Design/methodology/approach
Multi-stage sampling procedure was used to select tenants for the study. Residential areas were stratified into three densities: high, medium and low. Out of the 18 residential areas identified, six, eight and four were in the high, medium and low densities, respectively. Five residential areas were selected based on high concentrations of rental housing. The selected areas are Mokuro and Iloro (high density), Ife City and Eleyele (medium density) and Aladanla (low density). Systematic sampling technique was used to select 550 buildings where an adult tenant was selected per building for questionnaire administration.
Findings
The results of the principal component analysis established that four factors were generated for the high-density, nine factors for the medium-density and five factors for low-density areas as the major factors influencing rental housing quality. The variation in the number of factors generated and the percentage variance explained by the factors could be associated to the peculiarities across the densities in terms of the socioeconomic characteristics and housing characteristics of the renters.
Originality/value
This study examined the factors influencing housing quality for renters in Ile-Ife, Nigeria. It provides information on the three residential densities in terms of the variation in their housing morphology. The study went further to establish the relationship among the three musketeers such as socioeconomic characteristic of renters, housing characteristics and housing quality, under three dimensions environmental, internal building and external Building. Therefore, the contribution of this study strengthens the position that a minimum standard and schedule of upgrade and maintenance should be meted out for landlords to carry out repairs at interval, so as to make the housing unit and environment habitable for tenants.

=== DATA ENTRIES ===
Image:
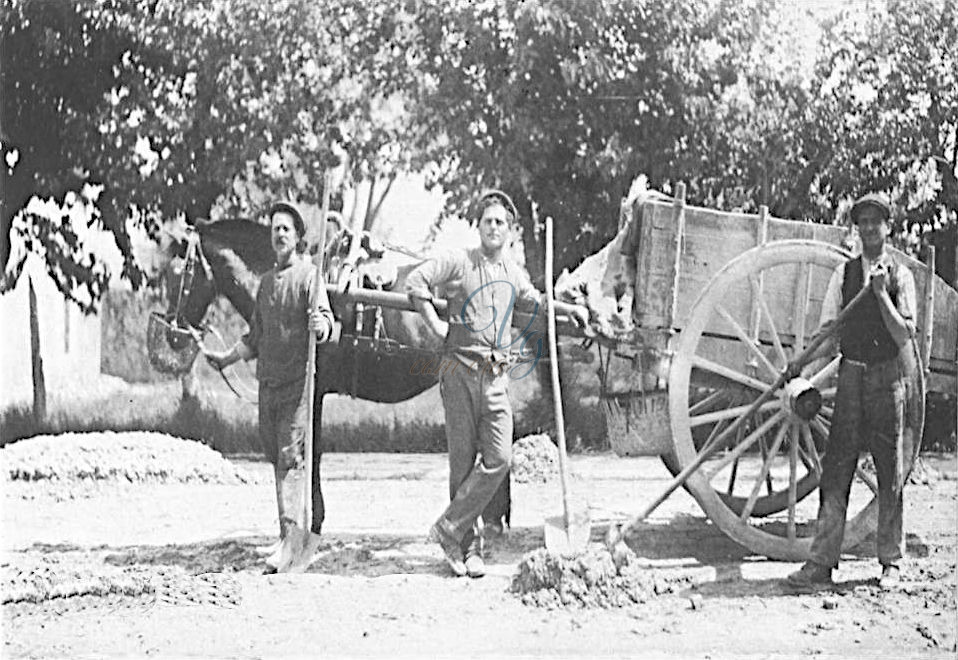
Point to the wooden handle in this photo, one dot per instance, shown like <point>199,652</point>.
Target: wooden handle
<point>311,365</point>
<point>556,391</point>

=== SET TASKS ===
1. In the rental housing abstract, how many buildings were selected through systematic sampling?
2. List every residential area that the rental housing abstract names as selected for the study.
3. Repeat word for word the stretch of the rental housing abstract starting at "Design/methodology/approach" and ending at "for questionnaire administration.".

=== SOLUTIONS BY TASK ===
1. 550 buildings

2. Mokuro, Iloro, Ife City, Eleyele, Aladanla

3.
Design/methodology/approach
Multi-stage sampling procedure was used to select tenants for the study. Residential areas were stratified into three densities: high, medium and low. Out of the 18 residential areas identified, six, eight and four were in the high, medium and low densities, respectively. Five residential areas were selected based on high concentrations of rental housing. The selected areas are Mokuro and Iloro (high density), Ife City and Eleyele (medium density) and Aladanla (low density). Systematic sampling technique was used to select 550 buildings where an adult tenant was selected per building for questionnaire administration.